DATASET CONTENT

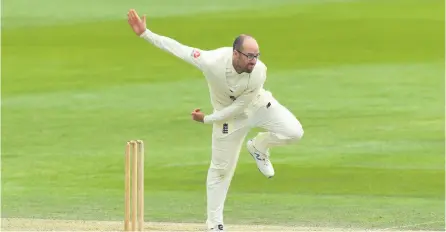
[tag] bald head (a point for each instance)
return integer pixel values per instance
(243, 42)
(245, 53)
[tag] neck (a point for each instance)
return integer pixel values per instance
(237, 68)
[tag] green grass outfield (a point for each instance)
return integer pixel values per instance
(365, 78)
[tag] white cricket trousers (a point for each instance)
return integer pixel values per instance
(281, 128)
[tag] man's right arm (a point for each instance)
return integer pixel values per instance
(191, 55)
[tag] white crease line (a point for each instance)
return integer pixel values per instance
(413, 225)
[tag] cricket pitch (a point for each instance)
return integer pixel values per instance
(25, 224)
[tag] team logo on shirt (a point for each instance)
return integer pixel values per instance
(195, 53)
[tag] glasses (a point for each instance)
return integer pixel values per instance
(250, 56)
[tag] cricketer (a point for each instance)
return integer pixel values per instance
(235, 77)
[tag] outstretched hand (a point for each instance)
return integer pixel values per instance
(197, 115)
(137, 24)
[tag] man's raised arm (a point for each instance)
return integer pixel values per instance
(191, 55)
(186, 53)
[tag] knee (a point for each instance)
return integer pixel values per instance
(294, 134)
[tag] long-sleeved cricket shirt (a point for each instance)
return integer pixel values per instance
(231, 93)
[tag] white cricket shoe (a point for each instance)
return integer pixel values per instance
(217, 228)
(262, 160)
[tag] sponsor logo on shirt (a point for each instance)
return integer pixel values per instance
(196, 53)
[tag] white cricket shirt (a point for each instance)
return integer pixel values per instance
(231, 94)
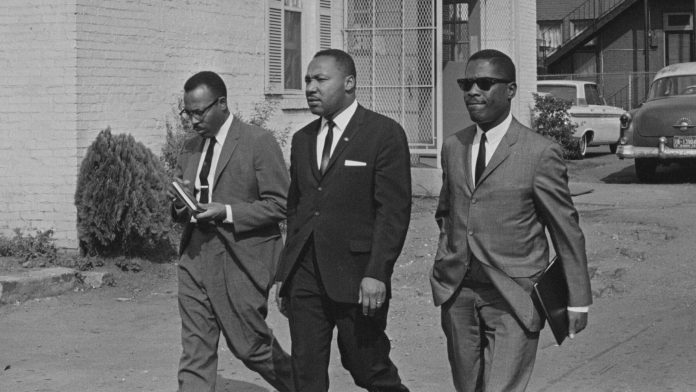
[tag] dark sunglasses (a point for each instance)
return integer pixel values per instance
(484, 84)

...

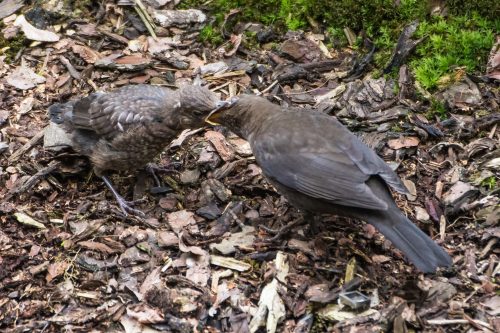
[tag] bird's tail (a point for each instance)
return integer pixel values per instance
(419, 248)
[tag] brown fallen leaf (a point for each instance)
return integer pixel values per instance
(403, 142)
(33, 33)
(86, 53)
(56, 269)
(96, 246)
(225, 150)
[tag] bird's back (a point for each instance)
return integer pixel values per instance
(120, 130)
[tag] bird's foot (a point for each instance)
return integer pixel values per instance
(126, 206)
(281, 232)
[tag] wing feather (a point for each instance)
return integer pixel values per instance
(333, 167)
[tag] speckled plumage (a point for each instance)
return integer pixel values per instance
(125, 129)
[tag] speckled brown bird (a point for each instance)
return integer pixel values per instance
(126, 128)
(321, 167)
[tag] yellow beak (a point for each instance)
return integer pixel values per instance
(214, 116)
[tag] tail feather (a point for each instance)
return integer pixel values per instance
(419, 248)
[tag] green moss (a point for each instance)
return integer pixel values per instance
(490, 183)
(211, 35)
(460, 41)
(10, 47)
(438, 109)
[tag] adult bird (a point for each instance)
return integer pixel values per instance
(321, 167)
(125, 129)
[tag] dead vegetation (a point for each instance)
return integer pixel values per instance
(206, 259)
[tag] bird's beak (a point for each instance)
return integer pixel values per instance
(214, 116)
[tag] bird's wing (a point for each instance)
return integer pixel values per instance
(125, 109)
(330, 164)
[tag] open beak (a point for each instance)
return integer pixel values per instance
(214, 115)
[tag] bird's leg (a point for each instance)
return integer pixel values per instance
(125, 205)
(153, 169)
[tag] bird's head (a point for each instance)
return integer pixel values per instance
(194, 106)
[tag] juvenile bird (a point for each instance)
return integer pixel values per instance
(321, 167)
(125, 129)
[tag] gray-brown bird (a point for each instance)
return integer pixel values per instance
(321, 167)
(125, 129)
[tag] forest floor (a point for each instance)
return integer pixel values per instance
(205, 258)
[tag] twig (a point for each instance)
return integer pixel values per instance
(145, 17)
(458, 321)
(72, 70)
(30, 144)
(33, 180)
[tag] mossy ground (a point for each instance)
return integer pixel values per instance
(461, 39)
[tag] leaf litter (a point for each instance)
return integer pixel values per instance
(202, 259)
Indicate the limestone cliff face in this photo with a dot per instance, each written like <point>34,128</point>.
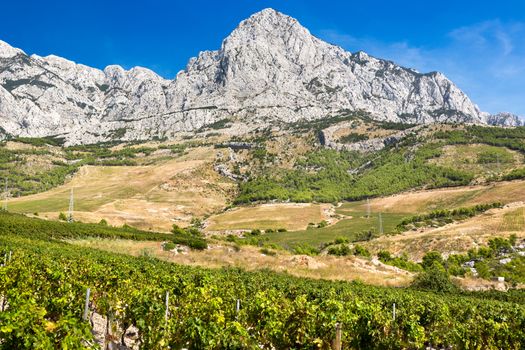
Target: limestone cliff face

...

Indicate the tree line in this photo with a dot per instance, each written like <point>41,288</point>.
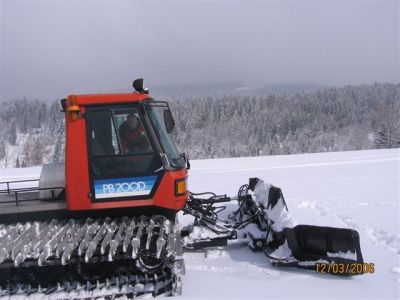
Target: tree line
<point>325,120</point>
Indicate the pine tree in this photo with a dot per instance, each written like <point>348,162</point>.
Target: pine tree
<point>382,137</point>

REQUIREMENT
In the listing above, find the line containing "[tag] twig (a point for each instance)" and the line containing "Target: limestone cliff face", then print exactly those two lines and every line between them, minus the pictures.

ANSWER SPACE
[tag] twig (a point for each instance)
return integer pixel values per instance
(145, 17)
(458, 321)
(72, 70)
(30, 144)
(33, 180)
[tag] mossy ground (a point for each instance)
return integer pixel values per instance
(461, 39)
[tag] leaf litter (a point for each instance)
return integer pixel values per instance
(202, 259)
Indicate the limestone cliff face in this photo with a dot per instance, each written like <point>34,128</point>.
Target: limestone cliff face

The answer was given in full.